======== Passage provided

Strain Pole Height Determination: The height of a strain pole is determined by Equation 9.1. When providing a pole height on signal plans, it is important to specify that the top of the pole foundation should usually be at the same elevation as the roadway crown. In cut areas, fill may be required to prevent the foundation from protruding out of the ground. An exception is on high-fill roadway sections where the pole must be located outside of the fill area. Consideration must be made to ensure an adequate pole length is specified in such a situation.

PH = 2 + LsS + c + H + d

Equation 9.1 ? Pole Height

Where: PH = Pole Height (feet) Ls = Maximum Span Length (feet) S = Design Sag (usually 5%) c = Clearance above Road (17.5 feet typical) H = Height of Signal Head with Backplate (usually 4.5 feet) d = Side-slope Drop-off (feet from crown of road)

Where two span wires attach to the same strain pole, the pole height will be determined by using the longer of the two span wires. Pole heights shall be rounded up where necessary to be specified in even number feet (i.e. 26, 28, 30, etc.).

Strain Pole Location: Generally, strain poles should be located outside of the clear zone, inside the right-of-way.

================

Exercise task 1 :: Please print the part of the strain pole passage from "PH = 2 + LsS" up to and including "inside the right-of-way.".
Exercise task 2 :: Does the strain pole passage agree with each statement? Answer yes or no for each and quote the deciding words. (a) Pole heights are rounded up to an even number of feet where needed. (b) When two span wires attach to one strain pole, the shorter span wire sets the pole height. (c) Strain poles should generally be placed inside the clear zone.
Rely only on the strain pole passage.

======== Recorded data

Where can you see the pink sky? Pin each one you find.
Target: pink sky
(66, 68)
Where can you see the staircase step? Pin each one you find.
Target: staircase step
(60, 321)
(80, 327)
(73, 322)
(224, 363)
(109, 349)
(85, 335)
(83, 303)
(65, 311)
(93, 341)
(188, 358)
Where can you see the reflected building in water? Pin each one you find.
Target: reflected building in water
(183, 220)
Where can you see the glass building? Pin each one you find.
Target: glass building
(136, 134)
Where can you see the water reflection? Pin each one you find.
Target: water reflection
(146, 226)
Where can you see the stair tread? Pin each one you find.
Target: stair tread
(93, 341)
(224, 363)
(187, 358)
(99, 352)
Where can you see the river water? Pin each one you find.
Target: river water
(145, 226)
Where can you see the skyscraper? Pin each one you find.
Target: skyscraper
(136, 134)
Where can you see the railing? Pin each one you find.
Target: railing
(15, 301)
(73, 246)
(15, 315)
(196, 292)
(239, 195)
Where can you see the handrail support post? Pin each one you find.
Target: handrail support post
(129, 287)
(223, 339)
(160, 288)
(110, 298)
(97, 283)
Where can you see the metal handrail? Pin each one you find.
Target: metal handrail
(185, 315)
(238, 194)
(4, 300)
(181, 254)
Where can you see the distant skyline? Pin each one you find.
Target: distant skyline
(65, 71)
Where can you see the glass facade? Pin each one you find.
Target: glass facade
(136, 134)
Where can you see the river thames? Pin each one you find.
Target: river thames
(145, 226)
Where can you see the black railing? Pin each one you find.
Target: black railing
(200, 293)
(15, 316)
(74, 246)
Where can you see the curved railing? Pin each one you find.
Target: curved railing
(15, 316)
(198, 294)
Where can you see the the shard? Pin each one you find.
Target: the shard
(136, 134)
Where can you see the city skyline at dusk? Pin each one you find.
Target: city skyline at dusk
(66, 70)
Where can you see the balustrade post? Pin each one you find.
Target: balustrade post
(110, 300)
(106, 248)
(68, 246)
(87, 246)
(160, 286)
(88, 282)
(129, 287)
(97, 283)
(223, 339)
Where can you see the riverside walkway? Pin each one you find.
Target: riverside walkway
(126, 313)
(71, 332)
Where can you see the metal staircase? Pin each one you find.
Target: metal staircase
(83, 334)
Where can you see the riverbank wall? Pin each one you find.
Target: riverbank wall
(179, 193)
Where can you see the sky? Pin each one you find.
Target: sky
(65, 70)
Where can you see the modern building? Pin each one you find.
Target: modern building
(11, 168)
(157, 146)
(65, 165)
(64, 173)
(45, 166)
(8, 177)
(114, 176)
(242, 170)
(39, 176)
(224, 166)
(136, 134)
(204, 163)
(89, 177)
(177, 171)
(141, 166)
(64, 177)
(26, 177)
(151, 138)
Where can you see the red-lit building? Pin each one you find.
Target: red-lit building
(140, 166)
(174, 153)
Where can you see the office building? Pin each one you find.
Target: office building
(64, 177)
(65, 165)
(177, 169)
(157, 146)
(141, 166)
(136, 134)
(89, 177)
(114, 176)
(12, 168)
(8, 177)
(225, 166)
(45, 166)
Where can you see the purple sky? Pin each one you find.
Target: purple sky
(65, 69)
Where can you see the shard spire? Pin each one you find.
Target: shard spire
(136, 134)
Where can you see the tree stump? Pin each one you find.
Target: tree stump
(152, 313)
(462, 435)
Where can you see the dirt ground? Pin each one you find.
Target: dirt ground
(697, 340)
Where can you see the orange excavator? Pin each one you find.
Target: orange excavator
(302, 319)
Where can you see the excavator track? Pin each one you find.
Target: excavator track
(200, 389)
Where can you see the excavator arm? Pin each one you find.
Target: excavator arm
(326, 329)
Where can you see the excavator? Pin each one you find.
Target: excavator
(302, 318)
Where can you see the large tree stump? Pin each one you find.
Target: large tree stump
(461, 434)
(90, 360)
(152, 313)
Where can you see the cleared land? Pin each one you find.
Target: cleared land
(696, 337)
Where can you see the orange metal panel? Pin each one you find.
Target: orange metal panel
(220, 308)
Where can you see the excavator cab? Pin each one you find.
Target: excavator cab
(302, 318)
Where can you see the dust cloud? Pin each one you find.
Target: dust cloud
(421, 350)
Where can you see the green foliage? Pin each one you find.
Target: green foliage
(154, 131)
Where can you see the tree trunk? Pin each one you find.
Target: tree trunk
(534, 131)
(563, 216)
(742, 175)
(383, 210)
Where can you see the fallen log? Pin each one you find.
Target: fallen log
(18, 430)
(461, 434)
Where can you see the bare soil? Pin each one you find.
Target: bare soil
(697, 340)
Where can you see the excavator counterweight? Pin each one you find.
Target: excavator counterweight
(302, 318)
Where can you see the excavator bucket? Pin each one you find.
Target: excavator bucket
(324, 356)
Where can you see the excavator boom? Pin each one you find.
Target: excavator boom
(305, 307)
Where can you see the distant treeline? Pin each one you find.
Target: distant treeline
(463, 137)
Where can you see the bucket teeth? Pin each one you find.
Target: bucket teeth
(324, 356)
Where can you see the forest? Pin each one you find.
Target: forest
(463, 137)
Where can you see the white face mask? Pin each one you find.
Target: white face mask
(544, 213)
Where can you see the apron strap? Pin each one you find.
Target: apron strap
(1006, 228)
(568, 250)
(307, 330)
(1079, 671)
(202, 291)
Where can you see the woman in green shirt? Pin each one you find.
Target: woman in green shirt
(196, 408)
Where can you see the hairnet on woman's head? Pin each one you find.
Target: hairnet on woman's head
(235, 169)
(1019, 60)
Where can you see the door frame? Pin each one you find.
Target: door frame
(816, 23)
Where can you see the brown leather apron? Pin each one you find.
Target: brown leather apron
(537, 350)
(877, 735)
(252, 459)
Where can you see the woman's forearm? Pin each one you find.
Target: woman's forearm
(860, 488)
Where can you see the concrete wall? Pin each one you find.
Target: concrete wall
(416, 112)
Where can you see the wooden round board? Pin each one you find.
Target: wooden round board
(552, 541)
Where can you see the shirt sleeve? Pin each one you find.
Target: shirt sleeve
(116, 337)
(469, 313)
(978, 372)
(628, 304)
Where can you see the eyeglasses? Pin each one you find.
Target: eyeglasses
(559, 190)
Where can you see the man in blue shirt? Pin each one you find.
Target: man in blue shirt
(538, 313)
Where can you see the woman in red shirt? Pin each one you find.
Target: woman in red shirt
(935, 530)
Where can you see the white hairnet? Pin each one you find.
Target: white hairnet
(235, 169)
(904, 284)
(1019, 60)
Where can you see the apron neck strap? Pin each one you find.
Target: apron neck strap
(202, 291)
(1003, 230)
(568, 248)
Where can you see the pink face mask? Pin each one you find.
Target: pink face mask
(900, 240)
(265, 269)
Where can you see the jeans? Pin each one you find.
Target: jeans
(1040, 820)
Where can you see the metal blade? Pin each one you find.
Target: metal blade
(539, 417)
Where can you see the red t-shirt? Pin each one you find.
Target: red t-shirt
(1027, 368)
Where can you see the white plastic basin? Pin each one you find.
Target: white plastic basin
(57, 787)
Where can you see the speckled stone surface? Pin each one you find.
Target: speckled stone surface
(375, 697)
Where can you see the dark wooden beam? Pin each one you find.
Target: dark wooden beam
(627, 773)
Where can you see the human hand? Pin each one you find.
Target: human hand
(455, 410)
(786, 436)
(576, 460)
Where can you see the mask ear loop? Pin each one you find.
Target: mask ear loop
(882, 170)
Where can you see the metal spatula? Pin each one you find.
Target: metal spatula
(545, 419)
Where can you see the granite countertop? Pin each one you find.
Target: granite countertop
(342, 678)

================

Exercise output 1 ::
PH = 2 + LsS + c + H + d

Equation 9.1 ? Pole Height

Where: PH = Pole Height (feet) Ls = Maximum Span Length (feet) S = Design Sag (usually 5%) c = Clearance above Road (17.5 feet typical) H = Height of Signal Head with Backplate (usually 4.5 feet) d = Side-slope Drop-off (feet from crown of road)

Where two span wires attach to the same strain pole, the pole height will be determined by using the longer of the two span wires. Pole heights shall be rounded up where necessary to be specified in even number feet (i.e. 26, 28, 30, etc.).

Strain Pole Location: Generally, strain poles should be located outside of the clear zone, inside the right-of-way.

Exercise output 2 ::
(a) Yes: "Pole heights shall be rounded up where necessary to be specified in even number feet"
(b) No: "the pole height will be determined by using the longer of the two span wires"
(c) No: "strain poles should be located outside of the clear zone, inside the right-of-way"